**THE TASK**
Return every record below exactly as given.

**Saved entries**
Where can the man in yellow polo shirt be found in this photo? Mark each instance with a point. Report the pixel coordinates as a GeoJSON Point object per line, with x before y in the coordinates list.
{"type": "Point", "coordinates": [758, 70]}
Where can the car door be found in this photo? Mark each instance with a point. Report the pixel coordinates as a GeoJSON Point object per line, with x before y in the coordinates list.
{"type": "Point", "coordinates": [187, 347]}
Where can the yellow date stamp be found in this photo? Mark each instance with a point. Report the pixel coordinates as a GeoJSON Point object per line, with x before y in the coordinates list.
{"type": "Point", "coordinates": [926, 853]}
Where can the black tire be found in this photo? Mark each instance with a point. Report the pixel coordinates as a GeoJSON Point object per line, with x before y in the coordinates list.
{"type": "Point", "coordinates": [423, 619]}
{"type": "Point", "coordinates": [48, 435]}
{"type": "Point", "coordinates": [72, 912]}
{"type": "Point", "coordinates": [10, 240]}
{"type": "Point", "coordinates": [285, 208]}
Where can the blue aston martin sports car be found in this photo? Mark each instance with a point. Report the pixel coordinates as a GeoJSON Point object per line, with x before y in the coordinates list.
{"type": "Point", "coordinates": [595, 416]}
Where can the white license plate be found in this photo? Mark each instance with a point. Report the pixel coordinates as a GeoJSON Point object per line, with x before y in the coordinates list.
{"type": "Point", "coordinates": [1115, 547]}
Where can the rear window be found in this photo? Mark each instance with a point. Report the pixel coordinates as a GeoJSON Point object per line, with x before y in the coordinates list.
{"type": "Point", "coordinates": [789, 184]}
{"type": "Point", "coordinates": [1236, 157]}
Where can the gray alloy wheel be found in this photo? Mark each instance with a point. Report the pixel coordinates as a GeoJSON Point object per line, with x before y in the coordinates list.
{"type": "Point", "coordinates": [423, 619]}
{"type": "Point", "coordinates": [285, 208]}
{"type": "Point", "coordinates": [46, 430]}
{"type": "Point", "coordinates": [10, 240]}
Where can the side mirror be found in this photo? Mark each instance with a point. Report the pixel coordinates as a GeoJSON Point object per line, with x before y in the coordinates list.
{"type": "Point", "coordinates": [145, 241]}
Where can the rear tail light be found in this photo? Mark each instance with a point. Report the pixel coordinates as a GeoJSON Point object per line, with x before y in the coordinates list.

**EXERCISE OUTPUT**
Where can the man in yellow polo shirt be found in this photo? Mark each instance with a point. Report the pixel coordinates as a GeoJSON Point object per line, with x before y in the coordinates list.
{"type": "Point", "coordinates": [758, 70]}
Where can the car door be found in this photo? Mark each instance with a point. Report the pixel coordinates as a GeoJSON Point object per line, with x before y in the coordinates list.
{"type": "Point", "coordinates": [187, 347]}
Where can the yellow date stamp be found in this photo? Mark each instance with a point. Report the pixel coordinates as a GeoJSON Point object per line, with x before y in the coordinates list.
{"type": "Point", "coordinates": [926, 853]}
Where can the black tire be found in this photo? Mark each instance with a point. Report the pixel coordinates as a GeoJSON Point object per line, with x before y in the coordinates list.
{"type": "Point", "coordinates": [423, 619]}
{"type": "Point", "coordinates": [48, 435]}
{"type": "Point", "coordinates": [72, 912]}
{"type": "Point", "coordinates": [10, 240]}
{"type": "Point", "coordinates": [285, 208]}
Where can the blue aston martin sports car be found in this photo? Mark each instance with a point. Report the pixel coordinates as a GeoJSON Point object per line, with x before y in the coordinates list.
{"type": "Point", "coordinates": [595, 416]}
Where can the white license plate be found in this photo? Mark each instance with a point. Report the pixel coordinates as a GeoJSON Point object per line, with x before y in the coordinates list.
{"type": "Point", "coordinates": [1115, 547]}
Where can the rear window be found in this photo? Mark each instance with a point. Report the pixel coordinates as a GeoJSON Point object per line, with x before y in the coordinates list.
{"type": "Point", "coordinates": [789, 184]}
{"type": "Point", "coordinates": [1236, 157]}
Where can the gray alloy wheel be found in this photo? Mark each instance with a point. Report the pixel coordinates as a GeoJSON Point object per line, with x before y in the coordinates list.
{"type": "Point", "coordinates": [423, 619]}
{"type": "Point", "coordinates": [285, 208]}
{"type": "Point", "coordinates": [46, 430]}
{"type": "Point", "coordinates": [10, 240]}
Where can the side mirror be found in this photo? Mark each instance with a point. Report the pixel coordinates as a GeoJSON Point object per line, with x before y in the coordinates list.
{"type": "Point", "coordinates": [145, 241]}
Where can the rear tail light be found in this photo? Mark each instance with a point. Report the pixel coordinates as a GeoJSON Point object per line, with x before y in the coordinates list.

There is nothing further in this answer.